[Entries taken from a collection]

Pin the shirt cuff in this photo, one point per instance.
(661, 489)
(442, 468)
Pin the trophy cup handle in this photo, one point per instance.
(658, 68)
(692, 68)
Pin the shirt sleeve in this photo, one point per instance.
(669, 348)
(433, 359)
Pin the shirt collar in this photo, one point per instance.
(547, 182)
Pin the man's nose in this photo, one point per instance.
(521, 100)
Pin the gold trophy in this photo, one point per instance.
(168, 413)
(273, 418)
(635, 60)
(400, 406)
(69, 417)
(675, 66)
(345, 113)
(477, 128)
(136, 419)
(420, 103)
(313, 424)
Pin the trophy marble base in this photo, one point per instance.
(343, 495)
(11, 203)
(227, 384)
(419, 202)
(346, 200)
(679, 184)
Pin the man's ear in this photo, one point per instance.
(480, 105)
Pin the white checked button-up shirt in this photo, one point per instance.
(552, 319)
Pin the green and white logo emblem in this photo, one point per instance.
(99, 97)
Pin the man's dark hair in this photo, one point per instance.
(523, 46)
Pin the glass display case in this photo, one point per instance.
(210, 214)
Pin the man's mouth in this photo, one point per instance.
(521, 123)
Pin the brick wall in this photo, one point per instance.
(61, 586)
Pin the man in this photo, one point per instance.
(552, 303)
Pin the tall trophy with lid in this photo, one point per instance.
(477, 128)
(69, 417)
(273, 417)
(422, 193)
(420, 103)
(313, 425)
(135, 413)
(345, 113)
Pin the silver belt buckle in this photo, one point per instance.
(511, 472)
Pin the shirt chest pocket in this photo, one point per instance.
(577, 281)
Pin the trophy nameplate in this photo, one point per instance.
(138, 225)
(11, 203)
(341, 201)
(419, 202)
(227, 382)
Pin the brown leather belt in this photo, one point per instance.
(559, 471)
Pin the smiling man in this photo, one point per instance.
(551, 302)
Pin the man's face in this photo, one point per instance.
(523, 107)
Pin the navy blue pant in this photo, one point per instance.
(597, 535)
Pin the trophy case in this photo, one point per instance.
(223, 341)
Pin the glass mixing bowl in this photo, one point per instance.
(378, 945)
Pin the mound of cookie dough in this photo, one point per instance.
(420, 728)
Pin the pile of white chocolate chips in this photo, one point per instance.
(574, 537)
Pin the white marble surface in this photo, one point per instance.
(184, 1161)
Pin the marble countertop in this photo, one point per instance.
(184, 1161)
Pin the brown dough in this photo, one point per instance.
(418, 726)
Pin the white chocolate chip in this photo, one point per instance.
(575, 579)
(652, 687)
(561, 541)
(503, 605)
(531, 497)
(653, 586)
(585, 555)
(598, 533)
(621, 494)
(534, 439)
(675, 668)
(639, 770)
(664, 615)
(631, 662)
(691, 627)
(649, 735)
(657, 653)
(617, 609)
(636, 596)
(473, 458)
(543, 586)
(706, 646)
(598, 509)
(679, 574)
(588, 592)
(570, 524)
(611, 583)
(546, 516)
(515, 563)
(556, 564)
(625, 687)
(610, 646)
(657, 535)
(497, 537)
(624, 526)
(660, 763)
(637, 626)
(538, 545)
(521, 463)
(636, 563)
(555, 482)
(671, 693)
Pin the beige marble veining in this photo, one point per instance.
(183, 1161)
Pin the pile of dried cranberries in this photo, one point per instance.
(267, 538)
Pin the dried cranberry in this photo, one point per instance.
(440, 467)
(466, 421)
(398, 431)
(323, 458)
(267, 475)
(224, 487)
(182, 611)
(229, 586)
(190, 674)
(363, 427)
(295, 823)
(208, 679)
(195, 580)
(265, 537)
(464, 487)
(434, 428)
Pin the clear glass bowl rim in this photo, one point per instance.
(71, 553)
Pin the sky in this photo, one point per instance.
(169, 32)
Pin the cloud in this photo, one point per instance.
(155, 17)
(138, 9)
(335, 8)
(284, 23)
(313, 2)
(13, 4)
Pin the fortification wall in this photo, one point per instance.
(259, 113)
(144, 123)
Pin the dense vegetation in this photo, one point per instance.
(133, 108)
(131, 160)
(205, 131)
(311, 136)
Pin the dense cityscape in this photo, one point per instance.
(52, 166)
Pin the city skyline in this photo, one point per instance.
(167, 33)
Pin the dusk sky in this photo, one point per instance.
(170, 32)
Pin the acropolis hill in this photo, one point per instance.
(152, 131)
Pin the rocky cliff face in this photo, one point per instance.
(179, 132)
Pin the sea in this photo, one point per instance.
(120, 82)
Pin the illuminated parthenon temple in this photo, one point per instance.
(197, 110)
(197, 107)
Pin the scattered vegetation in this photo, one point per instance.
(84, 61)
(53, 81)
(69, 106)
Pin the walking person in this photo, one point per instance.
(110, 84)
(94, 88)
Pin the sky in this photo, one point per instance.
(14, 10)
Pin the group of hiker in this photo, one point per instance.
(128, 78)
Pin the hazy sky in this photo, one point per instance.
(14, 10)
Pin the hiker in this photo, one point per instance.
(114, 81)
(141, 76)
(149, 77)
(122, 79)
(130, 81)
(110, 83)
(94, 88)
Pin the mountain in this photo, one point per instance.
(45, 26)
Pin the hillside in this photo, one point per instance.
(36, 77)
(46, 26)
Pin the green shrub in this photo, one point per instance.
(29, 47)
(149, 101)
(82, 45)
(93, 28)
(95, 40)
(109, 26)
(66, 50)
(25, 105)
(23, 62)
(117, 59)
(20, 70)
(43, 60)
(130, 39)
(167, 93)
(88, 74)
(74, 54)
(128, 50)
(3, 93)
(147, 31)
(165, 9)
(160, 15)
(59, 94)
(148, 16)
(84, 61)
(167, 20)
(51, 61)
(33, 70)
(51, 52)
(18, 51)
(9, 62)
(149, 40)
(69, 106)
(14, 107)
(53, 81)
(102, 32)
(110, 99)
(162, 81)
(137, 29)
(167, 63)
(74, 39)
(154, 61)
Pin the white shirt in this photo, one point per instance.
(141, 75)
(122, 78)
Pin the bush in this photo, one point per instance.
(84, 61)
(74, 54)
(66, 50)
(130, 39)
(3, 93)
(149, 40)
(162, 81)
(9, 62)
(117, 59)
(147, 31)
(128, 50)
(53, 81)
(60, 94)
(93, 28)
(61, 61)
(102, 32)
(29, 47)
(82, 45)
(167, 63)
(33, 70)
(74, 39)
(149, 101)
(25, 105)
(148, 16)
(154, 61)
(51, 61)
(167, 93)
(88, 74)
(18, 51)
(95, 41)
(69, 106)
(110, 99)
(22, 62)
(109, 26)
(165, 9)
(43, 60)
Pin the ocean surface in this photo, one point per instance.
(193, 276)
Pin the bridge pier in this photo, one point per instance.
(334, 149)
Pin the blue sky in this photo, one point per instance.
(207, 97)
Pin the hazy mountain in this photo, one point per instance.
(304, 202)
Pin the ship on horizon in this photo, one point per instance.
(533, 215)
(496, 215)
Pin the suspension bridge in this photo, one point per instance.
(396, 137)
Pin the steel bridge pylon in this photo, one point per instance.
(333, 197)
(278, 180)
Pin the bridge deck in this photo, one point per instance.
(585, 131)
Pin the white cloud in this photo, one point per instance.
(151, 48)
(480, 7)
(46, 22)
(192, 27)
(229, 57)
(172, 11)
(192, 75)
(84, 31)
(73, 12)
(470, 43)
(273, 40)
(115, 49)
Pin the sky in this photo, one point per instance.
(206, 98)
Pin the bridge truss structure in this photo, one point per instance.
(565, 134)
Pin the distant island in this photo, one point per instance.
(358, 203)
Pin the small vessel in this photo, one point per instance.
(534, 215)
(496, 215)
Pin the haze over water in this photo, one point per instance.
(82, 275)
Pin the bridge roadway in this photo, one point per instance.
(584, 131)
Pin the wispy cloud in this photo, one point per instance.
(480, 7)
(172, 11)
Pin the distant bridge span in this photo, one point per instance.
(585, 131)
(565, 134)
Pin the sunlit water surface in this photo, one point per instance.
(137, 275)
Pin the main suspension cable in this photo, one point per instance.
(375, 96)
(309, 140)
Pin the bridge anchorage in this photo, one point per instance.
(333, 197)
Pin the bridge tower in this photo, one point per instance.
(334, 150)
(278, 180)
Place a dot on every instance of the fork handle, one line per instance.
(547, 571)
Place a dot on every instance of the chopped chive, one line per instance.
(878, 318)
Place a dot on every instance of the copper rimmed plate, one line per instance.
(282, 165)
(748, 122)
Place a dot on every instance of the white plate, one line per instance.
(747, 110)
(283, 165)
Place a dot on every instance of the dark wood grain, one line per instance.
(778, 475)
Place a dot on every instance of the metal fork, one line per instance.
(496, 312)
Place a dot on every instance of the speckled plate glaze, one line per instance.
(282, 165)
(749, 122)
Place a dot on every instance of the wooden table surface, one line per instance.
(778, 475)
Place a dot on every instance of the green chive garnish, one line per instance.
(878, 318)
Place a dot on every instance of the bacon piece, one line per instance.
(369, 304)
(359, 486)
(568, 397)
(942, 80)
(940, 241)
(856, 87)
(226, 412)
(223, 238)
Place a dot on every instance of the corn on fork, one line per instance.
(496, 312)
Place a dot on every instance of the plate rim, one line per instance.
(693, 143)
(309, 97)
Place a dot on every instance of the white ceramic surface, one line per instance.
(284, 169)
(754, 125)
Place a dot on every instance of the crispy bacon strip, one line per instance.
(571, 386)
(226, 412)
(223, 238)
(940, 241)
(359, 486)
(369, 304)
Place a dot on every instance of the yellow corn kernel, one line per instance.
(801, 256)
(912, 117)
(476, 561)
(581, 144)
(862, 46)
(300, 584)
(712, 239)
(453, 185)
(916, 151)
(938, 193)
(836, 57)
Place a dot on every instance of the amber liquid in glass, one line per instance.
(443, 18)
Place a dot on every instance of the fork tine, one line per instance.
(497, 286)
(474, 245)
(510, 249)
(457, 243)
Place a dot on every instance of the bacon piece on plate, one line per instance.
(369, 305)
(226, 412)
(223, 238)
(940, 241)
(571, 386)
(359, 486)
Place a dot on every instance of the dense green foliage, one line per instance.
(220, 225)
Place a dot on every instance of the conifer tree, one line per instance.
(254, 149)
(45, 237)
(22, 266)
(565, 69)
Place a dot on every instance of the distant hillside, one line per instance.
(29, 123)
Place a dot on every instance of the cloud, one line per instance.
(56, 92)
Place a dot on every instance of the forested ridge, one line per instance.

• [HOW TO COMPLETE THIS TASK] Set down exactly, and only, the lines of the data above from the line containing "Place a dot on every instance of the conifer" through the last one.

• [EXPECTED ANSWER]
Place a dot on every instance of the conifer tree, one line per instance.
(254, 149)
(45, 237)
(22, 266)
(565, 69)
Place a dot on every instance of the distant hillside, one line per instance.
(29, 123)
Place a dot on every instance of the cloud, one line per instance.
(56, 92)
Place a dot on every instance of the forested ridge, one line per instance.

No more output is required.